■ **TEXTO DE REFERENCIA**
____
Aquí, en cambio, no. Conozco a algunos soldados, y a algún que otro guardia civil, y a unos cuantos vigilantes, y a funcionarios de prisiones, y a un par de policías. Y algunos se me han quejado de la imagen que de ellos y de su trabajo ofrecen los medios de comunicación. Siempre son los malos. Cuando un policía desempeña su trabajo, o un vigilante debe reducir por la fuerza a alguien, o un soldado debe meterse en un “fregao”, o sea, cuando tiene que echarle el escroto a la cosa, no se puede andar con chiquitas: si hay que pelear con un tipo o pararle los pies no se puede cubrirlo de besos y abrazos ni regalarle flores. Normalmente, en muchos de esos casos, te juegas el pellejo a los dados. Si, por ejemplo, en un hospital psiquiátrico al vigilante le toca la papeleta de pararle los pies a un inquilino que está en plena fase de violencia, y el vigilante lo reduce aunque, en el jaleo y la trifulca, se lleve unas leches de regalo, a quien denuncian al final es al vigilante; lo denuncian el paciente y su familia. O sea, el trabajador que cumplía con su cometido termina siendo la lacra, tras resolver una situación en la que un enfermo, si nadie lo detiene, puede partirle la crisma a médicos, enfermeros y pacientes. Cuando quienes trabajan en el mantenimiento del orden me cuentan sus historias, para mí son unos héroes. Se necesitan agallas para desempeñar sus oficios. En su trabajo se incluye, si no hay más remedio, la violencia. Y esto es lo que critican los defensores de lo políticamente correcto, esa es la imagen que nos dan los medios. Pero lo que no se preguntan es: ¿cómo parar a un tipo, a un caballo desbocado que no atiende a razones, si no es poniéndole las pilas? ¿Cómo quieren que lo haga? ¿Hablando? ¿Ofreciéndole tabaco y conversación para que se calme?
____
■ **ORDEN DE TRABAJO A**
Responda, a partir del texto de referencia, a estas preguntas:
(i) En el ejemplo del hospital psiquiátrico, ¿quiénes denuncian al vigilante?
(ii) ¿Qué son para quien narra los trabajadores del orden cuando le cuentan sus historias?
(iii) ¿Qué se necesita, según el texto, para desempeñar sus oficios?
■ **ORDEN DE TRABAJO B**
Enumere todas las profesiones cuyos miembros, según el texto de referencia, conoce quien narra.
■ **ORDEN DE TRABAJO C**
Prosiga el texto sobre los trabajadores del orden a partir de su última frase.
No hace falta consultar los registros.
____
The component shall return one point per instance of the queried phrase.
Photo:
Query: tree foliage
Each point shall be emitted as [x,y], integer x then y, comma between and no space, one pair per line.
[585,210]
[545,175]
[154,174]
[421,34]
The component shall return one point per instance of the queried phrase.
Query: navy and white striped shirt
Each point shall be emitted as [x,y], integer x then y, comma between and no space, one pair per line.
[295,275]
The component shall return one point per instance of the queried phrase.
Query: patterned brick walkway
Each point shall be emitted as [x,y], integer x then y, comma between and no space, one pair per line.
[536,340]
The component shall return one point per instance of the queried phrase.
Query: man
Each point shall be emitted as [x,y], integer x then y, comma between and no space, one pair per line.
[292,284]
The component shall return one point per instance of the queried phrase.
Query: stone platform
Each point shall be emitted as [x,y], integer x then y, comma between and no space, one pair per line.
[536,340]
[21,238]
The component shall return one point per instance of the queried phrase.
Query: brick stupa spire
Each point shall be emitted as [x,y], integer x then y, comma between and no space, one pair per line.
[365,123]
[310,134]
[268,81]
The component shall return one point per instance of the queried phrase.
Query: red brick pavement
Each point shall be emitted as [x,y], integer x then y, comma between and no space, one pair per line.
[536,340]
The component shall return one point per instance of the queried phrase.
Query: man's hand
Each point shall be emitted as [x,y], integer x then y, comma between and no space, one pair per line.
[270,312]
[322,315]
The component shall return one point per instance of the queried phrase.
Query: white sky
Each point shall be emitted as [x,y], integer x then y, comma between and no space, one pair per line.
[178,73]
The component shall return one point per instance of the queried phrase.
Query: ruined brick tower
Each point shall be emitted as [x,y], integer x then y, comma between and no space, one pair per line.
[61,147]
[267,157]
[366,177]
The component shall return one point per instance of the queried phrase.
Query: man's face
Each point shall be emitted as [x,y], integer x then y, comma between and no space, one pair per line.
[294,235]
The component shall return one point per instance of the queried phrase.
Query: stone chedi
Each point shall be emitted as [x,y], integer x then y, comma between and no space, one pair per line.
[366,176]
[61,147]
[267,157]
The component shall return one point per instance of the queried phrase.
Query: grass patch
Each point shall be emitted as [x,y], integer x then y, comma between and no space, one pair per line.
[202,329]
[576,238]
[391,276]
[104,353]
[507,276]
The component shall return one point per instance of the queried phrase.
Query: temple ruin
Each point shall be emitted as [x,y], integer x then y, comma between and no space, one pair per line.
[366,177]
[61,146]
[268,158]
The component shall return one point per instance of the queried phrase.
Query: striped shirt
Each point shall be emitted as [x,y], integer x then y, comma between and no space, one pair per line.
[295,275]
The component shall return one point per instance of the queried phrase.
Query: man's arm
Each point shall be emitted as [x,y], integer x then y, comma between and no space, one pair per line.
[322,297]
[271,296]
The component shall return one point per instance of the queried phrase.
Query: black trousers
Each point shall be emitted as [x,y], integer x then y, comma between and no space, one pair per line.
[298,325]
____
■ **RESPUESTA DEL EJERCICIO A**
(i) El paciente y su familia.
(ii) Unos héroes.
(iii) Agallas.

■ **RESPUESTA DEL EJERCICIO B**
- Soldados
- Guardias civiles
- Vigilantes
- Funcionarios de prisiones
- Policías

■ **RESPUESTA DEL EJERCICIO C**
Tan mal está la reputación de soldados y policías en este país que, a menudo, se financian series de televisión en las procuran mostrar otra imagen, más benévola, de dichos empleos. Para que un chaval quiera hacerse poli después de ver un capítulo en el que se respeta el trabajo del cuerpo de policía. Lo que más revienta es que tendemos a pensar que el respeto y la defensa y el apoyo del trabajo de agentes, soldados y guardias son propios de la derecha. Y sentirse español es propio de la derecha. Y reducir a un criminal cuando no queda otro remedio es propio de la derecha. Pues yo creo que no. Ese respeto no es de derechas o izquierdas, sino de sentido común.